■ WHAT YOU WILL DO:
Resize the entries from the line with "label: snowy mountain" through the end of the entries. Reproduce every line, requests included, but multiply each bounding box coordinate in the answers by 0.55 and round it to a whole number, with halves rounded up. Leave the pictures out of the output.

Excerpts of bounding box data
**********
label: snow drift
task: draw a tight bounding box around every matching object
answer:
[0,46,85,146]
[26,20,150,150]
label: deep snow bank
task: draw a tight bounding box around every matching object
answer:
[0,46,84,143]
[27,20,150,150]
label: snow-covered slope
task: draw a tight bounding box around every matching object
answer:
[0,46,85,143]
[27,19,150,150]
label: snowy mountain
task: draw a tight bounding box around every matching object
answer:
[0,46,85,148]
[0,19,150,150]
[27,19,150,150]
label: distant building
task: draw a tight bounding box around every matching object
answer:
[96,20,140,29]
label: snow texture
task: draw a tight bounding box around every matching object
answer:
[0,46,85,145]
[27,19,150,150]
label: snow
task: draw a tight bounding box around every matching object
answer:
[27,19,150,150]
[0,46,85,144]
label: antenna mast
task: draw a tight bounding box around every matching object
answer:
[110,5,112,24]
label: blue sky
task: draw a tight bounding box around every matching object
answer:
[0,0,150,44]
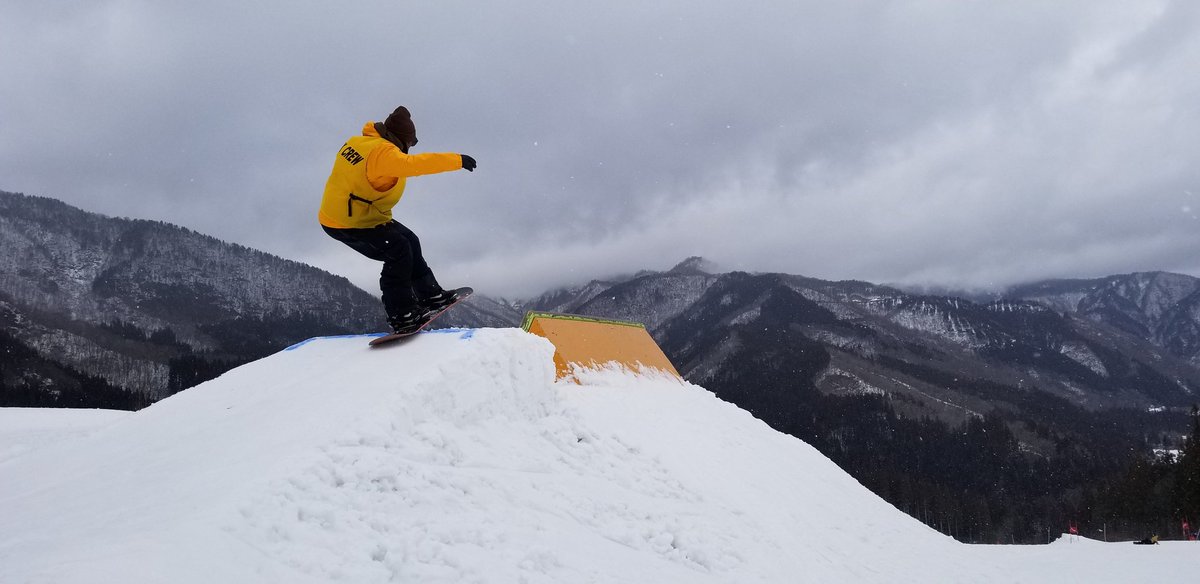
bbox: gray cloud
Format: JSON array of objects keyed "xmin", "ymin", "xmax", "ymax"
**********
■ RESULT:
label: snowy mountain
task: draw a tight bounding box around every matching object
answer:
[0,25,47,81]
[0,10,83,83]
[15,10,83,83]
label: distant building
task: draw a tight bounding box around every matching object
answer:
[53,11,77,16]
label: snow texture
task: draw a tight bounding box around every matching object
answer:
[0,25,47,80]
[15,10,83,83]
label: snow
task: draw a tight bounding box around every matching object
answer:
[15,10,83,83]
[0,25,47,79]
label: antenna mast
task: draw a tight bounding box around every matching object
answer:
[61,3,62,13]
label: blue sky
task: draw a tight bounding box around every matching object
answer:
[0,0,83,24]
bbox: gray cloud
Format: JSON array of objects keyed "xmin", "ymin", "xmax", "ymax"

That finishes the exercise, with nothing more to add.